Stated exercise: Return, unchanged, the rows from the very beginning through the line containing "pixel 118 77", including that line.

[Point annotation dataset rows]
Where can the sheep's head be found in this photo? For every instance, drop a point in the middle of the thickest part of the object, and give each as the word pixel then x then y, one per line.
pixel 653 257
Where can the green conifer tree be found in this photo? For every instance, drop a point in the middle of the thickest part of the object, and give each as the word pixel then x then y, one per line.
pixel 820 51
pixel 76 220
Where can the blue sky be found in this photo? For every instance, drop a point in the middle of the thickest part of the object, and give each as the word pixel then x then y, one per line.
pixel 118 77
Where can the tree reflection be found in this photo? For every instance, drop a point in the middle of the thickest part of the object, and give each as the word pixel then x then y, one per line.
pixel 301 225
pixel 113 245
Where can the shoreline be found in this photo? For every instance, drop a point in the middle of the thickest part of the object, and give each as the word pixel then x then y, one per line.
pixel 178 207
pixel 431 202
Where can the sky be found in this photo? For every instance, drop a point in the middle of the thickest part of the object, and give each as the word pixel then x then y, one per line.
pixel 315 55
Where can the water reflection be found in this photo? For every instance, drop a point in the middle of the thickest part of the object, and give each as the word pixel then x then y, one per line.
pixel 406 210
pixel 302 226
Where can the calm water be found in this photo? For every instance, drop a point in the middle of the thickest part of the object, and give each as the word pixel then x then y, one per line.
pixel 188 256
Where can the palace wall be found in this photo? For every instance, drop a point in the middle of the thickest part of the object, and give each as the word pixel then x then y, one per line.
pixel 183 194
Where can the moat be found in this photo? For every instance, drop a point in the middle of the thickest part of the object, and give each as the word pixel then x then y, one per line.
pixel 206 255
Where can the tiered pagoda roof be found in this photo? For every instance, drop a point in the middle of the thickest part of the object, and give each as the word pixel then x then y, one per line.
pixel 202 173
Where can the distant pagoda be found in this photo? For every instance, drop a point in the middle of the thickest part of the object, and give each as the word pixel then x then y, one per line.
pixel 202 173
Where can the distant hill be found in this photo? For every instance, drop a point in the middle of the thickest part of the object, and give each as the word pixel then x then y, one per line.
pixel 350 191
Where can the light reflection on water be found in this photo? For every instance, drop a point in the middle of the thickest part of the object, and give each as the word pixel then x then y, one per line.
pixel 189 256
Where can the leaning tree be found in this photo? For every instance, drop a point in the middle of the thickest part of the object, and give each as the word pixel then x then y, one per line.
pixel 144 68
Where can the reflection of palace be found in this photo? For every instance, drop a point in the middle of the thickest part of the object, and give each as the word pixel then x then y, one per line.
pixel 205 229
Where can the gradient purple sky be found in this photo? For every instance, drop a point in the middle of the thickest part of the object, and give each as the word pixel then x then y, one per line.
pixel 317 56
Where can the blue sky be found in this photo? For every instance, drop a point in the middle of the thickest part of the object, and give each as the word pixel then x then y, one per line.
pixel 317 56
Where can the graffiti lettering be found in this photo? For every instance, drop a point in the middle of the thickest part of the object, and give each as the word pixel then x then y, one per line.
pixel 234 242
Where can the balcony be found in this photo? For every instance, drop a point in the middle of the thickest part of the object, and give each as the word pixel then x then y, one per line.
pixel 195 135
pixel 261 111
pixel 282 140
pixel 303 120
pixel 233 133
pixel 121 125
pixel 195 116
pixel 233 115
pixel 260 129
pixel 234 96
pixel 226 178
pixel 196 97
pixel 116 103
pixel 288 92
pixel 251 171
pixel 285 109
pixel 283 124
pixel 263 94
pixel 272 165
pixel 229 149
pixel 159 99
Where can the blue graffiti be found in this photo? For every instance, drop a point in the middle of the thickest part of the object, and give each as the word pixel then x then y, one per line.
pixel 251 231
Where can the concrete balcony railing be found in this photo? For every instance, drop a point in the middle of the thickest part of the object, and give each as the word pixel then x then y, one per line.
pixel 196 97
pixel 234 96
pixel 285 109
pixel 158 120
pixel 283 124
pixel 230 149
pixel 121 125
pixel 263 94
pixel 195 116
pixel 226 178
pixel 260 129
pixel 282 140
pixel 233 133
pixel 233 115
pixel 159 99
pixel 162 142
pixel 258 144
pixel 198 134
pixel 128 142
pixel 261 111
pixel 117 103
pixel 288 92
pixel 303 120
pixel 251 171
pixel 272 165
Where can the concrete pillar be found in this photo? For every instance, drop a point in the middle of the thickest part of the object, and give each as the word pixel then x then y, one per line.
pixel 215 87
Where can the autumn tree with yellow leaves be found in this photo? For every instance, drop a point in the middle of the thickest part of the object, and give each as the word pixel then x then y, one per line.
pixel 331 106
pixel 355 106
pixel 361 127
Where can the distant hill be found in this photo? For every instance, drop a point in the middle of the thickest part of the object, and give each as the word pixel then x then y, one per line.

Final result:
Where can the sheep's head be found in this photo? For every instance, drop a point in the middle of the thickest part of the object, and give each as the word pixel then x then y, one per line.
pixel 653 257
Where can the green conifer tree be found in this photo? For every instance, drop a point in the middle of the thickest part of the object, and give each as the word pixel then x then y, one per line.
pixel 820 51
pixel 76 220
Where can the blue sky be found in this photo? For every instance, drop a point in the middle of the thickest part of the object, and give each as the word pixel then x then y, one per line.
pixel 118 77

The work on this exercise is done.